> [PAGE EXCERPT]
Jonathan Bilyk Mar. 12, 2014, 3:15pm

Editor's note: The lawsuit that is the subject of this story has been dismissed. Court records show the plaintiff filed a notice of voluntary dismissal on May 21 and a judge terminated the case on May 22.

A Florida man who claims to have pioneered an online video game wagering system very similar to one operated under the name Virgin Gaming has filed a lawsuit against a group of Canadian businessmen, alleging they stole his idea, secretly cut him out of the venture and sold his idea to the business empire founded and run by billionaire Richard Branson.

And as compensation, he has asked a federal court in Chicago to effectively order that Virgin Gaming be turned over to his control.

On Monday, Michael Egan, of Boca Raton, Fla., filed a fraud and intellectual property theft suit in Chicago's federal court against a group of defendants that include Virgin Gaming co-founders William Levy and Zachary Zeldin, as well as Ryan Tenbusch, and two companies in which the three men were involved. It does not name Virgin Gaming.

In the complaint, Egan alleges the three men have fraudulently represented themselves to be the inventors and masterminds behind the concept of Virgin Gaming and the technology that powers it, knowing that the idea and much of the technology behind the system was the brainchild of the partnership that Egan claims included him in a lead role.

Egan, who suffers from cystic fibrosis, claims he began his business relationship with Zeldin, Levy and Tenbusch in 2006, when he sold Levy and Zeldin shares in his refrigerant supply company, Cool Comfort USA Inc., in Boca Raton.

> [WHAT THE TASK REQUIRES] In the article about the Virgin Gaming lawsuit, what year does Egan say his business relationship with Zeldin, Levy and Tenbusch began?

> [ENTRIES SUPPLIED]
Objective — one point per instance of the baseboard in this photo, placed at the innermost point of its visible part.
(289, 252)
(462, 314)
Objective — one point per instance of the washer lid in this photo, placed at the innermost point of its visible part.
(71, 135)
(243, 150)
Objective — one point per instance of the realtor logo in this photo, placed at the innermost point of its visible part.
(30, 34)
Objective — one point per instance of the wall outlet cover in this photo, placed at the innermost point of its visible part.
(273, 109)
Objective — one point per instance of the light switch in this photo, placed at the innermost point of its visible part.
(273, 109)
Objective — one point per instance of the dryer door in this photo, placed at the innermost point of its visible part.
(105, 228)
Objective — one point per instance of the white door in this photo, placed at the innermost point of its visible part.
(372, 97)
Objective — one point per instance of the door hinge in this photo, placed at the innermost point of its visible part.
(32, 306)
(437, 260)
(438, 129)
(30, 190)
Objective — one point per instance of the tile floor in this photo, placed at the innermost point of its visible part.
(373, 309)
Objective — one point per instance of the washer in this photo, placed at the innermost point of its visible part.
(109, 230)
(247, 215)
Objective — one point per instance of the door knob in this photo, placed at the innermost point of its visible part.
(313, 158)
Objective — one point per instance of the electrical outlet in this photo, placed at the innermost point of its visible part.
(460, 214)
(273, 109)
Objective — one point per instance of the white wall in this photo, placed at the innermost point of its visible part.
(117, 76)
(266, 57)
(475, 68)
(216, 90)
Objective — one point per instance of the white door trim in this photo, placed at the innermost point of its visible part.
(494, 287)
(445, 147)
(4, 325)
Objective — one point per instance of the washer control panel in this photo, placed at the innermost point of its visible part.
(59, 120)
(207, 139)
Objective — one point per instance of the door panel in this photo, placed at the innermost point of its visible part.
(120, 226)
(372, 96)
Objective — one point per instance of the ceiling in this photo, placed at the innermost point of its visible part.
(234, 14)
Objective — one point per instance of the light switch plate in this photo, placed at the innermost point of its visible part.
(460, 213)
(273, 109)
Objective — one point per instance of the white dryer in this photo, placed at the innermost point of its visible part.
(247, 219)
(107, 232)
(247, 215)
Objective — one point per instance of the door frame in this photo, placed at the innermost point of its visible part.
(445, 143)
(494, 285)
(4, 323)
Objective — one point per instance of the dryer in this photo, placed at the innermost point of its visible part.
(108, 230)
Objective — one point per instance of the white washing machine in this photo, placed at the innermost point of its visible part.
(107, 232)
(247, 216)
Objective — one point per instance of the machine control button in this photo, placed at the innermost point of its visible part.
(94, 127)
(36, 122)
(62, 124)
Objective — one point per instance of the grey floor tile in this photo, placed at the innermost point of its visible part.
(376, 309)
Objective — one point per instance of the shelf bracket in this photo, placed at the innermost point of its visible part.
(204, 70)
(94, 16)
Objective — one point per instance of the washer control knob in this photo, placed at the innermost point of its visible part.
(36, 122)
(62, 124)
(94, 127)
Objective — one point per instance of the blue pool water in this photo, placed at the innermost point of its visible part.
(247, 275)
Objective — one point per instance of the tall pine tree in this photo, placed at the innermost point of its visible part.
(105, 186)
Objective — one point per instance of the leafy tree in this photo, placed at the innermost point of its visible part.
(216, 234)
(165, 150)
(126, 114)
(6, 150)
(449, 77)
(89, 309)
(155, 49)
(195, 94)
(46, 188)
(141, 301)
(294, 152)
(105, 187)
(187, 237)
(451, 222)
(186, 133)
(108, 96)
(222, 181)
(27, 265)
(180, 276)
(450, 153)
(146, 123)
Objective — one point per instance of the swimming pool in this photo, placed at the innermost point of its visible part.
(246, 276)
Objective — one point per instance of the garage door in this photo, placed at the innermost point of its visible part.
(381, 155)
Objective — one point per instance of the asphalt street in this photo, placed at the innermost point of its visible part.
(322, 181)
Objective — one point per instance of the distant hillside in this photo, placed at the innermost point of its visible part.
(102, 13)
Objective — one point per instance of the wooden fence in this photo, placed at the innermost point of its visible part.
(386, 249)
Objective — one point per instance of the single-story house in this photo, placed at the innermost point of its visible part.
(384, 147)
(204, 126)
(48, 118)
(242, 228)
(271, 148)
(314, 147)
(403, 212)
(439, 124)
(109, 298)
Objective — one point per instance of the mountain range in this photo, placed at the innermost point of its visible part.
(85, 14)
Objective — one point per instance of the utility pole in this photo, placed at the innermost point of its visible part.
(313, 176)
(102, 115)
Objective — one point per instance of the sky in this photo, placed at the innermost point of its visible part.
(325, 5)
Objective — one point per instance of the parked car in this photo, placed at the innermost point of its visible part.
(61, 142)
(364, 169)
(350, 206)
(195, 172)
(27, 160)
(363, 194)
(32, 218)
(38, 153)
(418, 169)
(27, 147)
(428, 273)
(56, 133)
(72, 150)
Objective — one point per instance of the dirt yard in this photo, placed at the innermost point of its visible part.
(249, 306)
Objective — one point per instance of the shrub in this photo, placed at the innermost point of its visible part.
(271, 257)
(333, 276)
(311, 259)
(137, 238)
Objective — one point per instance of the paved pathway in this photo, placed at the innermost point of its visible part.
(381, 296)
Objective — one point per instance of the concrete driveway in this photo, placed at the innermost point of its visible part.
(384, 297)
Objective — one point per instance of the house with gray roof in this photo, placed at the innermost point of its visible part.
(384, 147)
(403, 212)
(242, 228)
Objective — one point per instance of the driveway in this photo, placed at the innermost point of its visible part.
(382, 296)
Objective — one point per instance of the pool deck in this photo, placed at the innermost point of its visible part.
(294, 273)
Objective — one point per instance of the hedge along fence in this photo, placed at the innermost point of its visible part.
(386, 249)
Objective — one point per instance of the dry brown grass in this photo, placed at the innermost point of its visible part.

> [OUTPUT FOR THIS EXERCISE] 2006